Improved Evolutionary Optimization of Difficult Landscapes: Control of Premature Convergence through Scheduled Sharing
Michael E. Palmer
Department of Computer Science, California Institute of Technology,
Pasadena, CA 91125, USA
Stephen J. Smith
Thinking Machines Corporation, 245 First Street,
Cambridge, MA 02142, USA
Abstract
Massively parallel computers afford to genetic algorithms the use of very large populations, which allow the algorithms to attack more difficult optimization problems than were feasible in the past. Optimization performance on difficult search spaces---those that are both vast and have large numbers of local optima---can be particularly crippled by a common problem of genetic algorithms: premature convergence of the population to a suboptimum. In nature, however, competition between like organisms prevents total convergence, and this competition effect can also be introduced to the standard genetic algorithm by an extension called sharing. Sharing forces organisms within a niche to compete. In past work, the size of the niche has been fixed, and calculated by hand for simple test problems.

» **EXERCISE DATA**
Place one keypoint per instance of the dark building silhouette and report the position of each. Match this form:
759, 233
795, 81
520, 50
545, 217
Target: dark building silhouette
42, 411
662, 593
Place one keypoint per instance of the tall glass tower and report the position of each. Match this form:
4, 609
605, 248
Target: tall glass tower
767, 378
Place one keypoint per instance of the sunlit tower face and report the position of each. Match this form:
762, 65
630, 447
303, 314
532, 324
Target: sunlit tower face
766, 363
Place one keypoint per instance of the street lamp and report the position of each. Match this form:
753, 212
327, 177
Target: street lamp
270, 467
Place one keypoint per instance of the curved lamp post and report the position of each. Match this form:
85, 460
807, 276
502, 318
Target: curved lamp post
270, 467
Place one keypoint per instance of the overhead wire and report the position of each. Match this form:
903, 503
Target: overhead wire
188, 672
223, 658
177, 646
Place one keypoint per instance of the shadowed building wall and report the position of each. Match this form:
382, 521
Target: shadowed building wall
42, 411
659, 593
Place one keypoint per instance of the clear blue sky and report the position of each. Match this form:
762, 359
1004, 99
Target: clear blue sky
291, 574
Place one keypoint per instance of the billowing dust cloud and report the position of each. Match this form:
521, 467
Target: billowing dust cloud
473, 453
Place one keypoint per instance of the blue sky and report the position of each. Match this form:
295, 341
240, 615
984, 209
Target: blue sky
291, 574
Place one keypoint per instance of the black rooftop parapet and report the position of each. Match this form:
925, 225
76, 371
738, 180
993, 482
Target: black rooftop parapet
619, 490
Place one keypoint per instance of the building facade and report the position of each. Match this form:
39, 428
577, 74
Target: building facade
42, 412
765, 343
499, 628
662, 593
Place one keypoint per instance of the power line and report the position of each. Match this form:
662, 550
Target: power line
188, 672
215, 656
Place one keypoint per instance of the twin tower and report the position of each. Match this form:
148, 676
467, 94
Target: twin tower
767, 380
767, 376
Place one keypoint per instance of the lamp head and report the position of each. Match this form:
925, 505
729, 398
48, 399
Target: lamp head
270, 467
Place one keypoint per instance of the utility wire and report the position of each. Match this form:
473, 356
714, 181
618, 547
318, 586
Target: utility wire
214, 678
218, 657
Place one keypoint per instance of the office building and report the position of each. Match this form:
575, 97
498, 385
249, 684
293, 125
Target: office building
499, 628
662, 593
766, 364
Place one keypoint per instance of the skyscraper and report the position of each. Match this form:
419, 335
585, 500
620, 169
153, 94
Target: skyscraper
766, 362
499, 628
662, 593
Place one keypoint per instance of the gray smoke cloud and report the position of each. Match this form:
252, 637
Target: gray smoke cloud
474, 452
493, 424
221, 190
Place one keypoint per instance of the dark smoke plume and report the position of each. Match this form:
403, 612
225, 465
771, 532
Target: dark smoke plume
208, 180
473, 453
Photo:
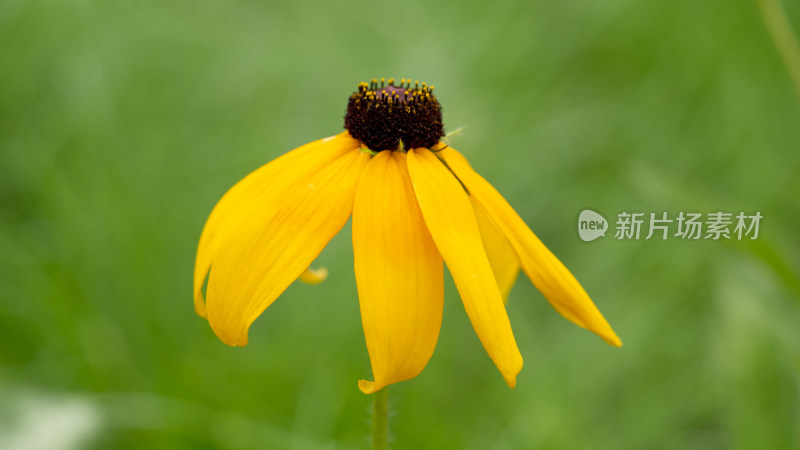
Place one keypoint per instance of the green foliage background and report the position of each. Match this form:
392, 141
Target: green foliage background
122, 123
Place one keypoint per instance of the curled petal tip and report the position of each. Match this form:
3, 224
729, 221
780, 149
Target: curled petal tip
314, 276
200, 306
369, 387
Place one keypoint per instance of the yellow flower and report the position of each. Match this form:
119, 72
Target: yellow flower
415, 202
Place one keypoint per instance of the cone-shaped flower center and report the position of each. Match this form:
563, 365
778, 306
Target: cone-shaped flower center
388, 117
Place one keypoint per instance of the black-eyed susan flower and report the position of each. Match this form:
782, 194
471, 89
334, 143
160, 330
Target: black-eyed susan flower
415, 203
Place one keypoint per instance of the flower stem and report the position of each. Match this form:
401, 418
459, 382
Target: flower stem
783, 36
380, 418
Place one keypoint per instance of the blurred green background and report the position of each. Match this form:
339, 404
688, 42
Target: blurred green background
122, 123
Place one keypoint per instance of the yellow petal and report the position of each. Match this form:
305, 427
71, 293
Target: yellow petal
449, 217
549, 275
253, 194
398, 271
314, 276
502, 257
267, 252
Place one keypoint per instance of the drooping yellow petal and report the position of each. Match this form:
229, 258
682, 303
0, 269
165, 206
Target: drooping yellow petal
314, 276
449, 217
399, 273
502, 257
267, 252
253, 195
549, 275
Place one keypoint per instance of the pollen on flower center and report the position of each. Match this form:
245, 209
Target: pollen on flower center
388, 117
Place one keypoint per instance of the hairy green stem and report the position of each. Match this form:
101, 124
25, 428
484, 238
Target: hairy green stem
380, 418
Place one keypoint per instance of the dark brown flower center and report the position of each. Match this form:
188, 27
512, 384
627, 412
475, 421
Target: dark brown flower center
388, 117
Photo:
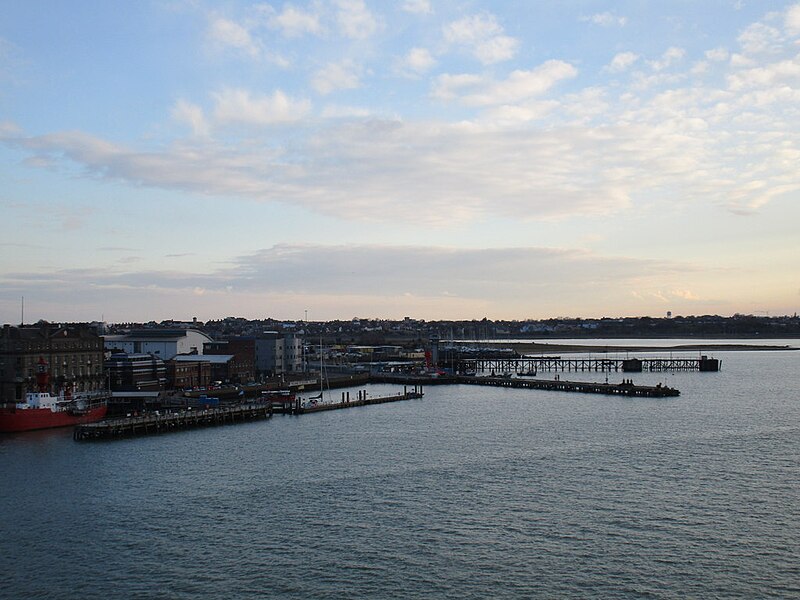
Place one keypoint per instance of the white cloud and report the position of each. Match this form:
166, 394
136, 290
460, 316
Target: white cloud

» **HOW TO COMPLETE THIS TASK**
Carry on the abstract about scheduled sharing in genetic algorithms from the point where it stops. The items play no part in this work.

» **RESPONSE TO THIS EXERCISE**
This paper introduces an improvement to fixed-niche sharing called scheduled sharing, which (1) allows for the application of sharing to complex problems where there is no definable best niche size, and (2) does not violate the "black box'' principle in the calculation of niche size, instead borrowing from simulated annealing an exponentially decreasing schedule. We show that scheduled sharing inhibits convergence and improves performance for optimization problems that are difficult relative to the size of the population used.